Given records:

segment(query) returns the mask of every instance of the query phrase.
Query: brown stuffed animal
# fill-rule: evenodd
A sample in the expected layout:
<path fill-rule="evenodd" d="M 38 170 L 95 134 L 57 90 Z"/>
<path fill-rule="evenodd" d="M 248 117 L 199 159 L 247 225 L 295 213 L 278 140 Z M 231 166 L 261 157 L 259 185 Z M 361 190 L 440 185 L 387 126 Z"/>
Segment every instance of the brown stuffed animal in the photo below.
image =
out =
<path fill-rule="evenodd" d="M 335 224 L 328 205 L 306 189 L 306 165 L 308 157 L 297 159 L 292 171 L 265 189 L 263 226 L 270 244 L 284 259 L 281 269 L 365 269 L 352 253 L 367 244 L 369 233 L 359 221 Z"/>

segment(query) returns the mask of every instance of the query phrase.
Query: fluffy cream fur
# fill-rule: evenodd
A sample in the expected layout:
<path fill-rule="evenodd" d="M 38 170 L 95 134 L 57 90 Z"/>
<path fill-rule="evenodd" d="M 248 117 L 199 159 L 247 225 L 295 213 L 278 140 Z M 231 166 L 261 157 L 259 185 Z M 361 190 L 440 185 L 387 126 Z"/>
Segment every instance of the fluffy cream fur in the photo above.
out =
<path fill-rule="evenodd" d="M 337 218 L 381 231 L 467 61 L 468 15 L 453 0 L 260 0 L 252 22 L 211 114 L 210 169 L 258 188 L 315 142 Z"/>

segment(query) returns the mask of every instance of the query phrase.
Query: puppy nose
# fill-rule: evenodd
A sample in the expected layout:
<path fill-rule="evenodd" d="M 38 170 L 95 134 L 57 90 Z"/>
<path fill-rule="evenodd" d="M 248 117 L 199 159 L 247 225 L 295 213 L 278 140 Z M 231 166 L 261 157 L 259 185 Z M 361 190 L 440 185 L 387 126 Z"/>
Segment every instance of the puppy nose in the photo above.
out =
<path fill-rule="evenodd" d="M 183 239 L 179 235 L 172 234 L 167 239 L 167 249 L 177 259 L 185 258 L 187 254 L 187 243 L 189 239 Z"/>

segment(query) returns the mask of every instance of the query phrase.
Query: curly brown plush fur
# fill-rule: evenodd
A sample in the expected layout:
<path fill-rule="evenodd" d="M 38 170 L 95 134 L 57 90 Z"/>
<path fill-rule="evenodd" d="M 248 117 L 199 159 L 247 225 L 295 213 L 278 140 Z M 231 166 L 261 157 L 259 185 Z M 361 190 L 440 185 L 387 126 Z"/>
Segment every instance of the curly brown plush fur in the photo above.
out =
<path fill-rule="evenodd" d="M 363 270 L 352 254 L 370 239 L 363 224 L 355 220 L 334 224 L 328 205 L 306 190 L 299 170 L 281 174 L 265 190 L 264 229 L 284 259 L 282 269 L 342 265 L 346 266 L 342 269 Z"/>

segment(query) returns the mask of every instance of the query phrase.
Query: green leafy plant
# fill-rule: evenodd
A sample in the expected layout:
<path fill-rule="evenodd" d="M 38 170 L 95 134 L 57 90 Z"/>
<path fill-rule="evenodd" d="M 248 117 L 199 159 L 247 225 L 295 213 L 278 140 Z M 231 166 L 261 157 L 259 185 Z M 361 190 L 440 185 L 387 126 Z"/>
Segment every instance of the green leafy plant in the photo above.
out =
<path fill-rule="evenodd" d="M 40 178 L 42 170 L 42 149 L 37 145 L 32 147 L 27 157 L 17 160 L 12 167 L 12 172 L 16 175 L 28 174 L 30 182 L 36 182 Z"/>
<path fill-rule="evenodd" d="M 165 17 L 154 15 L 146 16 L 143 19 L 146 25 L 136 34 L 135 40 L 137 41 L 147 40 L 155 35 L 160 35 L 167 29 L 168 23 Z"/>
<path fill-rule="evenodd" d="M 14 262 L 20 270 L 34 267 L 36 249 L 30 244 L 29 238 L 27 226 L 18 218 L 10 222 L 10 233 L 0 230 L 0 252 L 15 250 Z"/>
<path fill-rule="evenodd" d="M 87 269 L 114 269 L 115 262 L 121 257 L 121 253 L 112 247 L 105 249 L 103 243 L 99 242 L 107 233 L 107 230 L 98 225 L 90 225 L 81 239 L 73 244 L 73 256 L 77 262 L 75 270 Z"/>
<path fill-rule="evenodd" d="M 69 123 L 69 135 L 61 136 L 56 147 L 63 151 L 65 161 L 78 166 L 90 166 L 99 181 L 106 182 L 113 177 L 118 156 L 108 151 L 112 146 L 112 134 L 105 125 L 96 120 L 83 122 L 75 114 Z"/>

Stated problem: Gather every line in the items above that contains the word "plant".

Exercise solution:
Query: green leafy plant
Segment every instance of the green leafy plant in the photo above.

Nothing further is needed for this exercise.